* **Task brief**
Lines holding the word "woman" must be located in the listing below and copied.

☆ ☆ ☆ ☆

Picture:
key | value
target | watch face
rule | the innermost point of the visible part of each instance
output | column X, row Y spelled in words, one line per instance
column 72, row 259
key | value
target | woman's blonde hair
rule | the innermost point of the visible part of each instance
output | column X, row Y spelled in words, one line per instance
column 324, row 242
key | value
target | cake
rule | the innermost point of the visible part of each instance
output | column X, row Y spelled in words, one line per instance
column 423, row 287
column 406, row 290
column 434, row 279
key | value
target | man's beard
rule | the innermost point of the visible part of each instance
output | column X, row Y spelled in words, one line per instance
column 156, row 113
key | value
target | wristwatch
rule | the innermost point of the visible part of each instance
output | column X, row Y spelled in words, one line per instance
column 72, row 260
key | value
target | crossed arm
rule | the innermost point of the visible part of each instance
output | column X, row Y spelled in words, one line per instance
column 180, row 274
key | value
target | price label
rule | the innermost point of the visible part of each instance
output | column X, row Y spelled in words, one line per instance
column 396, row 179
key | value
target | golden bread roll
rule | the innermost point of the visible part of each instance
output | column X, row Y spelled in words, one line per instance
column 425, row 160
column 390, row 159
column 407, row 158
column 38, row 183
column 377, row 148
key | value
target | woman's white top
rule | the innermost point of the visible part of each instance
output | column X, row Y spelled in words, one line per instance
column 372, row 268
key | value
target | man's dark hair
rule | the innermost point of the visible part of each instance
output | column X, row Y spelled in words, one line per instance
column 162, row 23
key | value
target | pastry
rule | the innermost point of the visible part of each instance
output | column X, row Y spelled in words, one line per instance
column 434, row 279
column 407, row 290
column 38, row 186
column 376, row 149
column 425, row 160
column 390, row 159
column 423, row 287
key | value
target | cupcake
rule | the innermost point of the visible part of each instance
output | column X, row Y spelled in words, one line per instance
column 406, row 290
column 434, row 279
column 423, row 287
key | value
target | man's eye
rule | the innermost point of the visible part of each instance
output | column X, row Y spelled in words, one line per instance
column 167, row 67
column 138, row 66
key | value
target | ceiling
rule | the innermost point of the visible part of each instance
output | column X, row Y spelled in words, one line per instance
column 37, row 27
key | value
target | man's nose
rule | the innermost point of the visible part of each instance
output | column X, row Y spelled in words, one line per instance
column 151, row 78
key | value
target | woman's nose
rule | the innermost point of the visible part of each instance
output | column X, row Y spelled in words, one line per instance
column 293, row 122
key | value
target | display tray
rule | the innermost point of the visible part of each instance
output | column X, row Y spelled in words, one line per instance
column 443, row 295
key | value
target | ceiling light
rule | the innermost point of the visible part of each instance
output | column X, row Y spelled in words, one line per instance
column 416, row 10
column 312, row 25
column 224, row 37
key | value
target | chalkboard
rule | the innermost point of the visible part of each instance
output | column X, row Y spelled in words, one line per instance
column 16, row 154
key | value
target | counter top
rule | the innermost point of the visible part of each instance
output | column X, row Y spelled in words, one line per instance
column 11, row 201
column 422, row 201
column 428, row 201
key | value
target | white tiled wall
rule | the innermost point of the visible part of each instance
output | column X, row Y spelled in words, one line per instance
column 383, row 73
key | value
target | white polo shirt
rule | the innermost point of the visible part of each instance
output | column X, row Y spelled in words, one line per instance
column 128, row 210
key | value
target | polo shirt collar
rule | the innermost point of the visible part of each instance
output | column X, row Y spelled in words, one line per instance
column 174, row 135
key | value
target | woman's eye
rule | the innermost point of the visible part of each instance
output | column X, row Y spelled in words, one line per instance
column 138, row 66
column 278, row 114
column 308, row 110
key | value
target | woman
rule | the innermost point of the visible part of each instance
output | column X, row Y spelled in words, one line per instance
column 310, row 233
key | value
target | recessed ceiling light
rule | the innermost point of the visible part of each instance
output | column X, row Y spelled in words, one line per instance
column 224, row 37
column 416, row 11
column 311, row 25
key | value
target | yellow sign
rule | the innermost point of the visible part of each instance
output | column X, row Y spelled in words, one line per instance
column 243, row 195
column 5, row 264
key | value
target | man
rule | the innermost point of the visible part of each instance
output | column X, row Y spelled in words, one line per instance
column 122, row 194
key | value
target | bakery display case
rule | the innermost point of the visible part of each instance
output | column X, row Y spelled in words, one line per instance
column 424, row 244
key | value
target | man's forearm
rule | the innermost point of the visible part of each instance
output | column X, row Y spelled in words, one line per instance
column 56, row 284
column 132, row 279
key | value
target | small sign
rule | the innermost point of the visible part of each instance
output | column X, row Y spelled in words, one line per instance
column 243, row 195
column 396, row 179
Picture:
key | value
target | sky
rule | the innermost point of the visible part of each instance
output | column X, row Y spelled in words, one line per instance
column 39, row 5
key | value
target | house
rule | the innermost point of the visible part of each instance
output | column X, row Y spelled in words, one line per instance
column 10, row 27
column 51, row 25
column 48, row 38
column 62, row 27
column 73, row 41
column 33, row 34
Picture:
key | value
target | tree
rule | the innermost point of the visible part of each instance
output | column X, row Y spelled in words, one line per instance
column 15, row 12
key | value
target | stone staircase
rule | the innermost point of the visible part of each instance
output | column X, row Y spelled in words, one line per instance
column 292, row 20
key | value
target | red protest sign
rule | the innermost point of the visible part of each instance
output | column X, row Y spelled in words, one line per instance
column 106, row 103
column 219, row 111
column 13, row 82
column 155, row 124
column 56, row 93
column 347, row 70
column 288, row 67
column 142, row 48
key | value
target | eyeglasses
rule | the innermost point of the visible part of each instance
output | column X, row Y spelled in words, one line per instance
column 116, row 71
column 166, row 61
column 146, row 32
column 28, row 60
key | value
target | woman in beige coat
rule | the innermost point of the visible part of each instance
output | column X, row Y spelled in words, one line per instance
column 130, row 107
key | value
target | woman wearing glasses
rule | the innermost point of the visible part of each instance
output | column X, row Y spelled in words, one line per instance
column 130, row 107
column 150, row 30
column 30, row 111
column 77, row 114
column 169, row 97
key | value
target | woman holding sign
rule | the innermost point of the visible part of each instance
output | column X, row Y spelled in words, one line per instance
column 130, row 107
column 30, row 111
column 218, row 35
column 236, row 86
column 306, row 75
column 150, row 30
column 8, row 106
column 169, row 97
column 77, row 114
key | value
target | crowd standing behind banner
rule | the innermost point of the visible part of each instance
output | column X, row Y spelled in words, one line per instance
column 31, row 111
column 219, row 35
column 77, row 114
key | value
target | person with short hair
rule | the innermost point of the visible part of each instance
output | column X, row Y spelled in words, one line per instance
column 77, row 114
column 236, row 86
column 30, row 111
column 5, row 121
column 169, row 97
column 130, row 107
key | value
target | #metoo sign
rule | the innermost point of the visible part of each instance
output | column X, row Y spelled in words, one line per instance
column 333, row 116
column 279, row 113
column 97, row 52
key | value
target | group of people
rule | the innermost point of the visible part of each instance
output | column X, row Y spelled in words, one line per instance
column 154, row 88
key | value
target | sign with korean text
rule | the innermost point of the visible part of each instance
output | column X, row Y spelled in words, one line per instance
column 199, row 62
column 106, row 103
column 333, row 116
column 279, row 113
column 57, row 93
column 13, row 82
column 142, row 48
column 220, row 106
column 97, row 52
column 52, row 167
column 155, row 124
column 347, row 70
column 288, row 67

☆ ☆ ☆ ☆

* **Response below**
target | woman's blonde hair
target | woman's white top
target | woman's nose
target | woman's eye
target | woman
target | woman in beige coat
target | woman wearing glasses
target | woman holding sign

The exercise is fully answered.